***** RECORDS FOR PROCESSING *****
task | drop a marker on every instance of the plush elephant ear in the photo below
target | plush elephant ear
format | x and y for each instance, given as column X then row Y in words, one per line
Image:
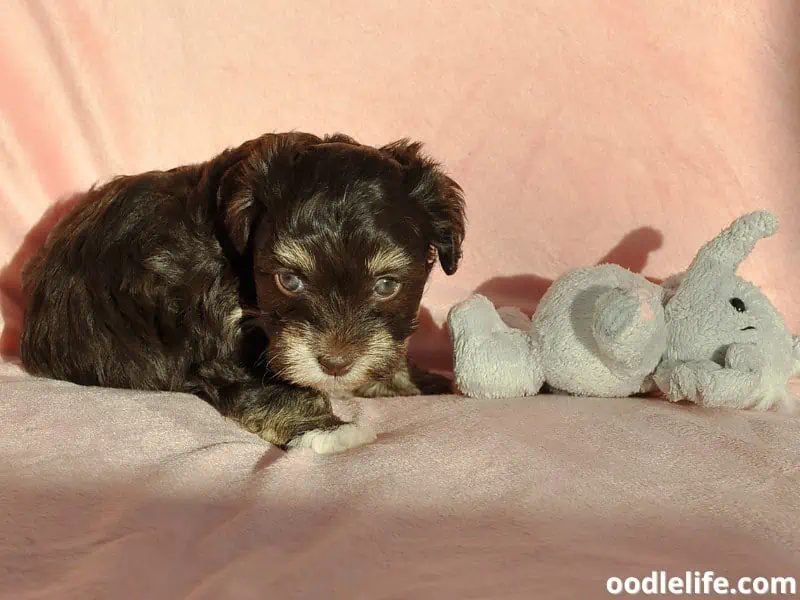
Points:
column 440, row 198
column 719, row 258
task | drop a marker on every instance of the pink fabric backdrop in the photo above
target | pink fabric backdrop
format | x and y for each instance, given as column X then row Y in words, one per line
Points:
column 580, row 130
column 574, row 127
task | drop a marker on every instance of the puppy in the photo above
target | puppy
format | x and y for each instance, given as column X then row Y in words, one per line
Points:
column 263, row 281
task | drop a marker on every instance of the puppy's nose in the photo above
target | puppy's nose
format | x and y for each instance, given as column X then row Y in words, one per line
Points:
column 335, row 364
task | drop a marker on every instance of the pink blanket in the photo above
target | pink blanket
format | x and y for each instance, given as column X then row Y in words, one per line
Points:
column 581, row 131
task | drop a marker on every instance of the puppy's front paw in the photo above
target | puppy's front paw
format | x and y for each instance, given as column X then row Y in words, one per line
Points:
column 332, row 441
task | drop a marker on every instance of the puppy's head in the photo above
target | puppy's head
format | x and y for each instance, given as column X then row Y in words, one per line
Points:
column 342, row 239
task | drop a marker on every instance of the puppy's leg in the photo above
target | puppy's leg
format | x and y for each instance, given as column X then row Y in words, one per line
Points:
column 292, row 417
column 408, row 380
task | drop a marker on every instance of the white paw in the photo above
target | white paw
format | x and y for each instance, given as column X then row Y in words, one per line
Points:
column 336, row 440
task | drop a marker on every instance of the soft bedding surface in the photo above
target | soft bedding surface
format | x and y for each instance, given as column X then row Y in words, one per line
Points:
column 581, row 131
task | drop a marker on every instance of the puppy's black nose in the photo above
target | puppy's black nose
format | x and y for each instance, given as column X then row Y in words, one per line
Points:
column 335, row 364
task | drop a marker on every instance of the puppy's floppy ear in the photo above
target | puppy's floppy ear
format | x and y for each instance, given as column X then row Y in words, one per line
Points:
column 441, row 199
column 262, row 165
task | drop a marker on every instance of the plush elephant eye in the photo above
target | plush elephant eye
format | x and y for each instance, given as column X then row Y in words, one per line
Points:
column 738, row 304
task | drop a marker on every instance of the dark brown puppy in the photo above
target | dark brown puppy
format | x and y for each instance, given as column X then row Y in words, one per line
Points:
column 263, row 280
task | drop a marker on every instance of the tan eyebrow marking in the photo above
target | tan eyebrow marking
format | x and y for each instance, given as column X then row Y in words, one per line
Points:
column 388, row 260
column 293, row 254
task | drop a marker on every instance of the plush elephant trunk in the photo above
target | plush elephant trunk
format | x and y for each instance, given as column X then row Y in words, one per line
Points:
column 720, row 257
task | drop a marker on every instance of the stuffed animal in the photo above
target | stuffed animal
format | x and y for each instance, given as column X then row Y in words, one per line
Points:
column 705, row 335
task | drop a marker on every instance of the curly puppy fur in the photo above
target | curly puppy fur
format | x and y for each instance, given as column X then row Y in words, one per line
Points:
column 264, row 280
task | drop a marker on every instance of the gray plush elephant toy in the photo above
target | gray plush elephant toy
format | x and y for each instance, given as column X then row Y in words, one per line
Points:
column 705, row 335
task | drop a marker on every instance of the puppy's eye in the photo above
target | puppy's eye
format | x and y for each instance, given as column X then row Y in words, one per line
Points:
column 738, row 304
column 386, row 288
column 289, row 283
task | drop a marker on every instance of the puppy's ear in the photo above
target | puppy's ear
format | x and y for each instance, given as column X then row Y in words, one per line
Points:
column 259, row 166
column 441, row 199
*****
***** RECORDS FOR PROCESSING *****
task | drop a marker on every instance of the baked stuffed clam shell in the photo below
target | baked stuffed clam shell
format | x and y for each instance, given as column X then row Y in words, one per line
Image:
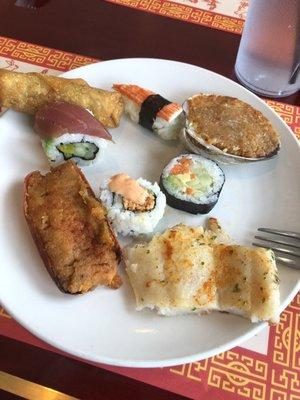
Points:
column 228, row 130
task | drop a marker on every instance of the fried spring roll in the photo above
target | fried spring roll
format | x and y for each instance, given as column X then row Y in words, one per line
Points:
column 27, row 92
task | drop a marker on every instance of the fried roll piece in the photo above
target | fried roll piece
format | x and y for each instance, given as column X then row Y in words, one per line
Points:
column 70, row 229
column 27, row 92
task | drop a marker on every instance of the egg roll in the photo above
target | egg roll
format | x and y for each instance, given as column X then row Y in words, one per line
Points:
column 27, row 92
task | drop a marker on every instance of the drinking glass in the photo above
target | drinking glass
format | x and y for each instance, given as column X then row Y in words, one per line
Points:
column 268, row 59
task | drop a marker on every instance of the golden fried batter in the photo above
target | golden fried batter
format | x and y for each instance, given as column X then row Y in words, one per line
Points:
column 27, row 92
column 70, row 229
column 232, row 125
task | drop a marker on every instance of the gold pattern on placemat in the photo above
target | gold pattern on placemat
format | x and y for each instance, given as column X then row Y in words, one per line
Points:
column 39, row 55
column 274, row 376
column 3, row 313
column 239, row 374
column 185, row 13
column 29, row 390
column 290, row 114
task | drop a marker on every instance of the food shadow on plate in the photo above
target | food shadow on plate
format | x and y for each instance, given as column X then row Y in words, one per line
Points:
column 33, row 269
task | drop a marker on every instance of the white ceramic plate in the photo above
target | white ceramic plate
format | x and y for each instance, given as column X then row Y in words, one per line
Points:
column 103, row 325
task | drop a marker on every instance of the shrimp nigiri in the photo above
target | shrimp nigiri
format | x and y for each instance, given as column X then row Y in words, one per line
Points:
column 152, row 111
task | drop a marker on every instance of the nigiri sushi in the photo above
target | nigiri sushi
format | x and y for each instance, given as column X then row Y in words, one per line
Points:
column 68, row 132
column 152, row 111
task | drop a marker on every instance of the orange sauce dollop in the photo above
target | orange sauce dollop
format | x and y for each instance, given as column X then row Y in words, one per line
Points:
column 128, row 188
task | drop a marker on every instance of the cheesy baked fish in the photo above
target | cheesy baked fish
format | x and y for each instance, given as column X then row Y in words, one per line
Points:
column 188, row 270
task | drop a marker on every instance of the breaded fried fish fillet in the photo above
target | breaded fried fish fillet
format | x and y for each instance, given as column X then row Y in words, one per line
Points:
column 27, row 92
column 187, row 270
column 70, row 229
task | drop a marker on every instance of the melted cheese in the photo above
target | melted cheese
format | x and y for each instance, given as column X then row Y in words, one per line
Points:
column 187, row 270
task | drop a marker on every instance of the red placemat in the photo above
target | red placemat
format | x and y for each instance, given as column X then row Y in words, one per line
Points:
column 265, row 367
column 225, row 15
*****
***** RECORDS FOR PROCESSING *****
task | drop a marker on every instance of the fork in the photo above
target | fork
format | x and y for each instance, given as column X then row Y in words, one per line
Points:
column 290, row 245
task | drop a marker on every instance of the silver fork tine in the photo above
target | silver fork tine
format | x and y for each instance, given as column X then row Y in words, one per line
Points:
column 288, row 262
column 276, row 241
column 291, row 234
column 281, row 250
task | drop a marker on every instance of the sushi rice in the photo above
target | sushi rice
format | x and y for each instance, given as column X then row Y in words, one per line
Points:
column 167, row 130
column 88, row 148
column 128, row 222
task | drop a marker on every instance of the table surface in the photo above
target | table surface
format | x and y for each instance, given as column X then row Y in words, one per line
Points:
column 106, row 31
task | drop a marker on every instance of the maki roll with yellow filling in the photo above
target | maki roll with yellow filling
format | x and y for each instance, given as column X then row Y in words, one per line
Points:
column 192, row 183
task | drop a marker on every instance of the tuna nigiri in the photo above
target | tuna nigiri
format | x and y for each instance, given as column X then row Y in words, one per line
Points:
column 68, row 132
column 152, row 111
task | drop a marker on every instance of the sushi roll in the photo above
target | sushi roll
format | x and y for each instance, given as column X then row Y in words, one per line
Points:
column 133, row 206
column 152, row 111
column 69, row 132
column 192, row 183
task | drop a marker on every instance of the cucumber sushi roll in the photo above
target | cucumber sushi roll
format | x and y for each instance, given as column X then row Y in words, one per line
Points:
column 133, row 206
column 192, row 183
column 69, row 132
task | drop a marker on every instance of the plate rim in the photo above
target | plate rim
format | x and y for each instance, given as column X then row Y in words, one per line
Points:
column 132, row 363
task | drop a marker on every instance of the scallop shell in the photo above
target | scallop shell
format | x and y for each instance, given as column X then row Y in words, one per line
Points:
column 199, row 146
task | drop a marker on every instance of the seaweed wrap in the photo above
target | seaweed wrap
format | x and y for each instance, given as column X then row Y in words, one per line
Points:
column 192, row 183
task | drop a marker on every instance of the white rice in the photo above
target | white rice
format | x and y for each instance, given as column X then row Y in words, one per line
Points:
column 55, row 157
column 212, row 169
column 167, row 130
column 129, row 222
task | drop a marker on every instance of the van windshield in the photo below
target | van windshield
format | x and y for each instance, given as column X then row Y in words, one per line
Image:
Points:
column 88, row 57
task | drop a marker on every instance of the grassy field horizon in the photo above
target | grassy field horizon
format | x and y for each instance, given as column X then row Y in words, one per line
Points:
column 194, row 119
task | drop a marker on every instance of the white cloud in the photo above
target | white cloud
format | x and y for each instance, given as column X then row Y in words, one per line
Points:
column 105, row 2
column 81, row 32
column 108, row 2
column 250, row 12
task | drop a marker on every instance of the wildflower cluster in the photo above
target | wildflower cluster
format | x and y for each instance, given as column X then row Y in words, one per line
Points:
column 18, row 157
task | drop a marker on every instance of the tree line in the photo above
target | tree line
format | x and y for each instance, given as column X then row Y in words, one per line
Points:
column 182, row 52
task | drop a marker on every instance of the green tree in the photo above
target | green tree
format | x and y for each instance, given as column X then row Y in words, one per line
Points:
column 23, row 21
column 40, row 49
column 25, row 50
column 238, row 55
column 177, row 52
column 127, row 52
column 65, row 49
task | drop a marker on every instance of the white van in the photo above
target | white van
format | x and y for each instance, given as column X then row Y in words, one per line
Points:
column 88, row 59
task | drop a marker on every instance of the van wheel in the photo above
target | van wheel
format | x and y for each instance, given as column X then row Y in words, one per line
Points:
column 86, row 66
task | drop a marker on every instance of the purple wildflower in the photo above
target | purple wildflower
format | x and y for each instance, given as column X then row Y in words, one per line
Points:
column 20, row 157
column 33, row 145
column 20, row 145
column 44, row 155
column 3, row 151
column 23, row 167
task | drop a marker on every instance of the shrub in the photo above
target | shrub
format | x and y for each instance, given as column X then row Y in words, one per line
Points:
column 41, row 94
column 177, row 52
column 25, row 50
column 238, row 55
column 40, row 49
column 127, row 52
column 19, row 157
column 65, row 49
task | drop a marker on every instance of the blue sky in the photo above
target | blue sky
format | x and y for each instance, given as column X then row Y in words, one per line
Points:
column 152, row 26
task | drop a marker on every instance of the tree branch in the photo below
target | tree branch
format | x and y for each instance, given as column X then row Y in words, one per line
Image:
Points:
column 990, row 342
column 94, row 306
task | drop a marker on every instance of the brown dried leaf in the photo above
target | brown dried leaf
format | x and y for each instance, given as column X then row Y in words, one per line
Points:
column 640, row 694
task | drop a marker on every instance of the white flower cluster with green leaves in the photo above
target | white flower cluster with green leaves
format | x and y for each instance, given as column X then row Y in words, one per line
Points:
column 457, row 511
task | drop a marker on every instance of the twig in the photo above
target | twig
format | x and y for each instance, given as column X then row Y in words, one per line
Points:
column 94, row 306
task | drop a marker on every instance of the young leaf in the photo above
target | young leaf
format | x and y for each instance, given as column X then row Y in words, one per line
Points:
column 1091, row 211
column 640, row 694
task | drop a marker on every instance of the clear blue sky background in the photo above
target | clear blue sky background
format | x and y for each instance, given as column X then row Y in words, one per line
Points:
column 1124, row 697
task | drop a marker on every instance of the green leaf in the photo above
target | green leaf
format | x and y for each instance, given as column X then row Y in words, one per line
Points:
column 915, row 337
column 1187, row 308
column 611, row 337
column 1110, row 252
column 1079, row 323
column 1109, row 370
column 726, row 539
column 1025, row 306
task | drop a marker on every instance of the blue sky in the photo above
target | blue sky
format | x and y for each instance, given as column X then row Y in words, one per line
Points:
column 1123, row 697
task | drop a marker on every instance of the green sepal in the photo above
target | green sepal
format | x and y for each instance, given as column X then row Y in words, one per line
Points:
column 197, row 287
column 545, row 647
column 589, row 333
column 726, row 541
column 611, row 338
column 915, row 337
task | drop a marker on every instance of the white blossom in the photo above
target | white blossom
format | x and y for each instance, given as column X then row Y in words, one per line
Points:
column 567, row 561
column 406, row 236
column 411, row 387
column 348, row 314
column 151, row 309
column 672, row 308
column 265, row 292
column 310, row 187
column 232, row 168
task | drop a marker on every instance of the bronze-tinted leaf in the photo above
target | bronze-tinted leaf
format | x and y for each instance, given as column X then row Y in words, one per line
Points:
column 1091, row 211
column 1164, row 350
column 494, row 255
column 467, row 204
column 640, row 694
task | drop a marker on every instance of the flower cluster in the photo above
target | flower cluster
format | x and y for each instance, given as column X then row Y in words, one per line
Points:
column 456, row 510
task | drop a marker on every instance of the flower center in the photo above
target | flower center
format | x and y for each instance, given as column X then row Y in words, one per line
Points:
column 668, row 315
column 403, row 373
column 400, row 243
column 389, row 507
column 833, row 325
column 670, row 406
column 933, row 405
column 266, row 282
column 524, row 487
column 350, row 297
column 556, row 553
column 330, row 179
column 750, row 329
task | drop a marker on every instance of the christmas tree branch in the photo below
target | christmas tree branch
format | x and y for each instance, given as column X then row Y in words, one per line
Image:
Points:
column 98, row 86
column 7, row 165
*****
**EXERCISE REQUIREMENTS**
Copy out the lines of the listing above verbatim, from the line containing "task | drop a marker on every instance of the grassy" through the line containing "column 194, row 119". Include both of those lines and nothing else.

**SOLUTION BELOW**
task | drop a marker on every instance of the grassy field horizon in the photo above
target | grassy field horizon
format | x and y for each instance, given as column X then row Y in words, one per line
Points:
column 194, row 119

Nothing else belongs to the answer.